■ PARTS OF THE EXERCISE:
[A] Which provisioner does the K10 orphaned volumes guide say this issue affects?
[B] List every kubectl command that appears in the K10 orphaned volumes guide.
[C] Write the next part of the K10 orphaned volumes guide, starting after its final step.

■ PAGE EXCERPT:
________________
Clean up K10 orphaned volumes on GKE k8s 1.28.x

This guide provides instructions on how to cleanup Kasten K10 provisioned PVs, which are not deleted causing orphaned volumes in GKE k8s 1.28 release.

It has been observed on GKE  running k8s 1.28, Kasten K10 provisioned PVs using in-tree provisioner cannot be deleted via “kubectl delete pvc <pvcname>”, resulting in volume sprawl requiring manual remediation. Restoring from snapshots/backups still functions. 

There is no risk of data loss or inability to recover from existing backups.

This issue effects only in-tree provisioner “kubernetes.io/gce-pd”, on GKE k8s 1.28.x.

Environment

  • GKE k8s 1.28.x

  • Kasten K10 Version : 6.5.2

  • in-tree provisioned “kubernetes.io/gce-pd”

Following example shows how to check for orphaned volumes in the environment mentioned above and successfully clean them.

Step 1:- Protect workloads using Kasten K10. Verify any Orphaned PVs

a. Run the Policy to take a Snap+Export and capture the result. Below screenshot displays succeeded snapshot and export.

However, report shows failed status after export completed with orphaned volumes

 
status:
message: 'error getting deleter volume plugin for volume "kio-4e1c8777bcd411eeb71cde3cda5267f6-0":
    no volume plugin matched'
  phase: Failed

b. Check for failed PV to trace orphaned volume

kubectl get pv |grep -i failed
kio-4e1c8777bcd411eeb71cde3cda5267f6-0     8589934592   RWO            Delete           Failed   kasten-io/kio-4e1c8777bcd411eeb71cde3cda5267f6-0   standard                39m
kio-e747f57abcd111eeb71cde3cda5267f6-0     8589934592   RWO            Delete           Failed   kasten-io/kio-e747f57abcd111eeb71cde3cda5267f6-0   standard                57m

kubectl describe pv kio-4e1c8777bcd411eeb71cde3cda5267f6-0

Events:
  Type     Reason              Age   From                         Message
  ----     ------              ----  ----                         -------
  Warning  VolumeFailedDelete  15m   persistentvolume-controller  error getting deleter volume plugin for volume "kio-4e1c8777bcd411eeb71cde3cda5267f6-0": no volume plugin matched

Step 2: Attempt to delete the orphaned pvc

kubectl delete pvc kio-4e1c8777bcd411eeb71cde3cda5267f6-0 - n kasten-io

PV still results in failed status

status:
message: 'error getting deleter volume plugin for volume "kio-4e1c8777bcd411eeb71cde3cda5267f6-0":
    no volume plugin matched'
  phase: Failed
 
Step 3: Restore workload from k10 snapshot/export, which succeeds!
________________
■ RAW RECORDS:
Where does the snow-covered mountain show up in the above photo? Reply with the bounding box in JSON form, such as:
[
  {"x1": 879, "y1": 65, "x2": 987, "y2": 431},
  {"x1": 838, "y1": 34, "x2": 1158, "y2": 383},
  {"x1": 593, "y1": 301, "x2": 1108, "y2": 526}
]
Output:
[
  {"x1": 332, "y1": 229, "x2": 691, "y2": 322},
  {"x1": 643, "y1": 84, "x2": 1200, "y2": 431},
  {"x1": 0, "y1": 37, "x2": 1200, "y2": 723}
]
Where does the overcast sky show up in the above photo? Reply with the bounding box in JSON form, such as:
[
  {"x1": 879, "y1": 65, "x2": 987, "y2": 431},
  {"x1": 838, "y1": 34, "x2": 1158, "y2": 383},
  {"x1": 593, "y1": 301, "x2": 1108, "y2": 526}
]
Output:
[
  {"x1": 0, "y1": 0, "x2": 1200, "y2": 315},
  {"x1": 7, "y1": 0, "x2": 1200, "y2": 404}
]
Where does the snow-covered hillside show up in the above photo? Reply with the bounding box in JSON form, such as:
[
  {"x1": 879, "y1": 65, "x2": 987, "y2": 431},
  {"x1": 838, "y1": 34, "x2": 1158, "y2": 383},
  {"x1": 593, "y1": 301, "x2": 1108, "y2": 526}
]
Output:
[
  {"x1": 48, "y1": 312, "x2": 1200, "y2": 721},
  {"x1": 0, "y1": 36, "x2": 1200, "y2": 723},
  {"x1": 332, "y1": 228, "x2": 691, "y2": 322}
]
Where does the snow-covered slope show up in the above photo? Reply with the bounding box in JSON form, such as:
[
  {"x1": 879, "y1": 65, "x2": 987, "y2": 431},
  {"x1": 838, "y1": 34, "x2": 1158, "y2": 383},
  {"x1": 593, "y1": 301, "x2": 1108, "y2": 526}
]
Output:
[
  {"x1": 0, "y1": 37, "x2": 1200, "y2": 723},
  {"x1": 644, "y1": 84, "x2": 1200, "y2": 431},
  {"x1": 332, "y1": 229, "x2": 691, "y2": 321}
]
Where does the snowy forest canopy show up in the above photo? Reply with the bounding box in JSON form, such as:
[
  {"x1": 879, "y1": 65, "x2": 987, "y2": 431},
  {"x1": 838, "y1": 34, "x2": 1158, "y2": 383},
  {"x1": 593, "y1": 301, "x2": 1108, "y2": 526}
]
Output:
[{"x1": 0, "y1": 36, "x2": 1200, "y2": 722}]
________________
■ TASK RESPONSES:
[A] Only the in-tree provisioner "kubernetes.io/gce-pd", on GKE k8s 1.28.x.

[B]
- kubectl delete pvc <pvcname>
- kubectl get pv |grep -i failed
- kubectl describe pv kio-4e1c8777bcd411eeb71cde3cda5267f6-0
- kubectl delete pvc kio-4e1c8777bcd411eeb71cde3cda5267f6-0 - n kasten-io

[C]
Resolution:

The following steps outline the process to clean up any orphaned volumes.

  • Identify GCE Disk names for orphaned volumes

kubectl get pv --selector k10pvmatchid \
  -o jsonpath='{.items[?(@.status.phase == "Failed")].spec.gcePersistentDisk.pdName}'  
  • Cleanup orphaned disks from GCE

disks=$(kubectl get pv --selector k10pvmatchid -o jsonpath='{.items[?(@.status.phase == "Failed")].spec.gcePersistentDisk.pdName}')
for disk in $disks; do
  gcloud compute disks delete $disk --quiet
done
  • Cleanup failed K10 PV Resources in k8s cluster

failedpvs=$(kubectl get pv --selector k10pvmatchid -o jsonpath='{.items[?(@.status.phase == "Failed")].metadata.name}')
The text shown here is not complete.